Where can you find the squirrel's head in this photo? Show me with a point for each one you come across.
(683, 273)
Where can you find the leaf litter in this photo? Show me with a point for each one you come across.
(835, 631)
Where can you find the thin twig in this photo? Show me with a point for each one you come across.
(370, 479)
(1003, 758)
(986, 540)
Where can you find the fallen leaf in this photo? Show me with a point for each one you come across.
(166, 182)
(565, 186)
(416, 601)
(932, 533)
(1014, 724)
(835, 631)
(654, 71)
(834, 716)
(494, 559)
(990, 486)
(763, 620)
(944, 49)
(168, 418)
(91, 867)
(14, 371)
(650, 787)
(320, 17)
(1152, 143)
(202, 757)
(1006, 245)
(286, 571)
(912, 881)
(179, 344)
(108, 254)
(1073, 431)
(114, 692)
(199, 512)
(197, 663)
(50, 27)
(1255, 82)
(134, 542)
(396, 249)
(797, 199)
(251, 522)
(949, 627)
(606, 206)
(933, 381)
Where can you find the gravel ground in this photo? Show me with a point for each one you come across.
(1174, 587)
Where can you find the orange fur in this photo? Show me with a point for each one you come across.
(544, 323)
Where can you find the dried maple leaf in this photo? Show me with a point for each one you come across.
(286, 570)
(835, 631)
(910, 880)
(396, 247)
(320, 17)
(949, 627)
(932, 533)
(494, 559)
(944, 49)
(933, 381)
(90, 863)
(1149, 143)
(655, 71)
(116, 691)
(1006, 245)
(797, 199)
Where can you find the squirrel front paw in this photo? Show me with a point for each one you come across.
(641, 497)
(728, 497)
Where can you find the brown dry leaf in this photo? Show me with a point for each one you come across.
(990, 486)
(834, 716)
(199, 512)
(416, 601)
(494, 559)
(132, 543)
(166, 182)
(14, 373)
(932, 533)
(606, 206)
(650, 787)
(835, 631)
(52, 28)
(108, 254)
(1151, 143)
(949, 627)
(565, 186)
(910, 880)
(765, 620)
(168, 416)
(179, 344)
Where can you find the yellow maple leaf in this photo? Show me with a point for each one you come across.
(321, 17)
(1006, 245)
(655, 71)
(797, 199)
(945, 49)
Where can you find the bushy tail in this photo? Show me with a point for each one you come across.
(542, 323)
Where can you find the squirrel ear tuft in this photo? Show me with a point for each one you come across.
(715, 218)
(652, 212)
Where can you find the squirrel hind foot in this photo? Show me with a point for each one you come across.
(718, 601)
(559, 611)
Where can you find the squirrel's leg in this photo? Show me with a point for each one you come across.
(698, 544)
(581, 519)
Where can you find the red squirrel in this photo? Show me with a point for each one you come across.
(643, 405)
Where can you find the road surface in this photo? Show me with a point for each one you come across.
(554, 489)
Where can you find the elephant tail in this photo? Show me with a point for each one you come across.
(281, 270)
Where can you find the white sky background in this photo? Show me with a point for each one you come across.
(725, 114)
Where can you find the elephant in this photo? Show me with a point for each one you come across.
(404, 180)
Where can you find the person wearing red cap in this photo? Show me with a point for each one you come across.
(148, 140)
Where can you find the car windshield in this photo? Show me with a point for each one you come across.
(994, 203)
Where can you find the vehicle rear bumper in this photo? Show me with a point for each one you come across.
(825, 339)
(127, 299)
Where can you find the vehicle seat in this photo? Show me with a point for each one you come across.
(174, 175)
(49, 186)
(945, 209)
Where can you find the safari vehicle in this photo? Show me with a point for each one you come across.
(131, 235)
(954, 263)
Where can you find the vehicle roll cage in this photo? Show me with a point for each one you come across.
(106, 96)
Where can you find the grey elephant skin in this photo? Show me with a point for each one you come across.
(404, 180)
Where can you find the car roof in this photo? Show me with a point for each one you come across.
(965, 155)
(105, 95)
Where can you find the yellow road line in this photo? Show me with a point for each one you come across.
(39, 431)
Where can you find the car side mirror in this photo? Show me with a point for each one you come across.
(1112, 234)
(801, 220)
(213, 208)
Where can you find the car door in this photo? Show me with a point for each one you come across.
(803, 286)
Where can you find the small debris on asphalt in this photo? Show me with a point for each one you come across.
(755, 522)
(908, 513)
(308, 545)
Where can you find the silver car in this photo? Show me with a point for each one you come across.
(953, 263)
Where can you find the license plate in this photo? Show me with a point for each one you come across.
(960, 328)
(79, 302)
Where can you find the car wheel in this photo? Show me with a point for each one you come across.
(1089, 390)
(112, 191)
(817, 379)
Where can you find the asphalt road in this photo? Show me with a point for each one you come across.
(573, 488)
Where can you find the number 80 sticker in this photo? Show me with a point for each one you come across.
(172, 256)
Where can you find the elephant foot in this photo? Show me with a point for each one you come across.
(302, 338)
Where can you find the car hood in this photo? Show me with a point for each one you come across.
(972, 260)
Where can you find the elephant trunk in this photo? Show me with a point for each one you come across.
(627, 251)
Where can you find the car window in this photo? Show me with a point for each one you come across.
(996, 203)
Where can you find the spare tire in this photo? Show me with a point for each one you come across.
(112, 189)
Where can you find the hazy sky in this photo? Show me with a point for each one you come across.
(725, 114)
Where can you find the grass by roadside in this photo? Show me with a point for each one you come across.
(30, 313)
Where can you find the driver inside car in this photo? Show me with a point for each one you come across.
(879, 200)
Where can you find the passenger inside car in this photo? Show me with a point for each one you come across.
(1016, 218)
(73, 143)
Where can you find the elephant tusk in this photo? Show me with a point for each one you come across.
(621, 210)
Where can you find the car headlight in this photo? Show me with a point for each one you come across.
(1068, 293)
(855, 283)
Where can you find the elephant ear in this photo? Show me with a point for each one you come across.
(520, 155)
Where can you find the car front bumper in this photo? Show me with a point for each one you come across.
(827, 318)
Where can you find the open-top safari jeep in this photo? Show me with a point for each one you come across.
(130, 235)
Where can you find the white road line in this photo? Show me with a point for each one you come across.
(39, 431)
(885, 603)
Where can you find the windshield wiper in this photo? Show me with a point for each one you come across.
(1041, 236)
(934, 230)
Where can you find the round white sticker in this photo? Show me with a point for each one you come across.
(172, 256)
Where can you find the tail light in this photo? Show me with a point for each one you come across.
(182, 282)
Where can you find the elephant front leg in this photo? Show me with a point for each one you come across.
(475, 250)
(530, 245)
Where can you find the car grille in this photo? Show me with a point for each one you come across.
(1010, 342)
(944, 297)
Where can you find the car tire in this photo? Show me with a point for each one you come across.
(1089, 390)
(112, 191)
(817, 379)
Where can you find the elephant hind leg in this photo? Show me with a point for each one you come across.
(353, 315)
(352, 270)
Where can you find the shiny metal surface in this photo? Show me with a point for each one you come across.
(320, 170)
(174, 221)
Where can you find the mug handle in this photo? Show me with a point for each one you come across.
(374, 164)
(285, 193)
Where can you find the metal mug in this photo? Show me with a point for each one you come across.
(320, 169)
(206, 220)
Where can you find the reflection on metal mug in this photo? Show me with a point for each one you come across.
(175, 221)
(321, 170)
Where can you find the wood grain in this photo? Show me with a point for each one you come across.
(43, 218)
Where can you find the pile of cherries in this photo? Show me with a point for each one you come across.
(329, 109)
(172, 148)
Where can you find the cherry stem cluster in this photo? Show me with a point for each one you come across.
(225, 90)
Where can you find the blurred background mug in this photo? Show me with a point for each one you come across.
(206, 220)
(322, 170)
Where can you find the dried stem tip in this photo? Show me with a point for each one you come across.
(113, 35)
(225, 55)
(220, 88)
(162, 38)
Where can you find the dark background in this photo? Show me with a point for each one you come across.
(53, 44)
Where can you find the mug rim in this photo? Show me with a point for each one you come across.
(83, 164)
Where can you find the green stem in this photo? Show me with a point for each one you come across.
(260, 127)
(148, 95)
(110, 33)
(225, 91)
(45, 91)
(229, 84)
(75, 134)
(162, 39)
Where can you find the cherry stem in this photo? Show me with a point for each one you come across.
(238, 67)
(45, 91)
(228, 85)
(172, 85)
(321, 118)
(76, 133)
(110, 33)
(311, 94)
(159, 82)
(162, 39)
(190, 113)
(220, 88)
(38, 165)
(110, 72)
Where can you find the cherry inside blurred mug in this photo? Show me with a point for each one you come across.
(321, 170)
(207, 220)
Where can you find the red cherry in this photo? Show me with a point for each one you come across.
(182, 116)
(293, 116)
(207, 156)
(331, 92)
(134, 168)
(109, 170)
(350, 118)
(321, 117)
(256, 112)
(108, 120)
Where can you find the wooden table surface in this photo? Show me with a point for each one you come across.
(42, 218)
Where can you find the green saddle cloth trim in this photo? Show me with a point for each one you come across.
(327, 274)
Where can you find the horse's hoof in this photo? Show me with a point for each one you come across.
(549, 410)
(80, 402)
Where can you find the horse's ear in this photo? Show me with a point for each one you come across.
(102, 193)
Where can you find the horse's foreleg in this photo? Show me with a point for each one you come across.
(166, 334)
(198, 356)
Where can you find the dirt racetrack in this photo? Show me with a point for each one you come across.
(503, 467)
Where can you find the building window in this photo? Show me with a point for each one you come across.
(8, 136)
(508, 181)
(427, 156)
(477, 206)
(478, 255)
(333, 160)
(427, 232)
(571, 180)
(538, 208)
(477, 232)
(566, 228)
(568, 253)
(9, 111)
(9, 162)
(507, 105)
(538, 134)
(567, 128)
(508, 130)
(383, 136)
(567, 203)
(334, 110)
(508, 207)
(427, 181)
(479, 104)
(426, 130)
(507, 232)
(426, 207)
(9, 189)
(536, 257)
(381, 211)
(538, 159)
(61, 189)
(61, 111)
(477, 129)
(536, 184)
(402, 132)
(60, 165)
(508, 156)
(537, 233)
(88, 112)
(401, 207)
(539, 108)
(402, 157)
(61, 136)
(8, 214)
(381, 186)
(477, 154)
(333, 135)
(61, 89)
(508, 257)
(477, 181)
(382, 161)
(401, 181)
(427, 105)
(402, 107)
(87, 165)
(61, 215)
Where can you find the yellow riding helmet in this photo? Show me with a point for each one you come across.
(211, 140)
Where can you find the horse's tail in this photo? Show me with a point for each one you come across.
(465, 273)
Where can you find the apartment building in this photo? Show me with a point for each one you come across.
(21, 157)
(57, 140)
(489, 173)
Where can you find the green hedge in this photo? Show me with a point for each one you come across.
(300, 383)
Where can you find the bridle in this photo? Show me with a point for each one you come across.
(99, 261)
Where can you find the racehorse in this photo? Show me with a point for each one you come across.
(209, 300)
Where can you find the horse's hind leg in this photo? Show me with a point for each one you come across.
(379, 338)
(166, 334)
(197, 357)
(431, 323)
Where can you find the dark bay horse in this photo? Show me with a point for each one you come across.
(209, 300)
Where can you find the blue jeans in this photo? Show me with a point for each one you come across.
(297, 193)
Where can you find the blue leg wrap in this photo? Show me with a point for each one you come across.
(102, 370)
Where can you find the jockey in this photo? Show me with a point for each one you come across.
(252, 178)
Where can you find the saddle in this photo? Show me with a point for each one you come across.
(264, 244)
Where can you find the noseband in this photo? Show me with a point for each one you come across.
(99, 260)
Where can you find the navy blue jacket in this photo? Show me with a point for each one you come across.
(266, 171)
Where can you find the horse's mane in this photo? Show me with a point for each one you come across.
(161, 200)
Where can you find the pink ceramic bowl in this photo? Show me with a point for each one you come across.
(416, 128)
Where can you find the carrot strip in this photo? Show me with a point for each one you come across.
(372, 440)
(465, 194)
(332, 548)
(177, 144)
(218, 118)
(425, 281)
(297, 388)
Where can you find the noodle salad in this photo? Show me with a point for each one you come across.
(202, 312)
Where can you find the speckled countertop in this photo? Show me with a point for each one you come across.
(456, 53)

===

All lines from the one containing "Where can you find the noseband" through the end of the records, both ends included, are to be quoted exactly; please add nothing else.

Where can you find the noseband in this photo? Show me with a point for each one you come across.
(99, 260)
Where can you find the navy blue jacket in this photo? Show me with a point for each one you come across.
(266, 171)
Where can you find the horse's mane in this photo? Show me with a point for each one you come across.
(161, 200)
Where can you find the pink ceramic bowl in this photo? Show me with a point for each one you come across.
(416, 128)
Where can you find the carrot strip in this photo? Show me with a point for each one you come across.
(372, 440)
(465, 194)
(332, 548)
(177, 144)
(218, 118)
(425, 281)
(297, 388)
Where can you find the noodle salad in this photo? Show me with a point for each one you come across.
(202, 312)
Where can you find the speckled countertop in this photo? Show me with a point for each one you come across.
(456, 53)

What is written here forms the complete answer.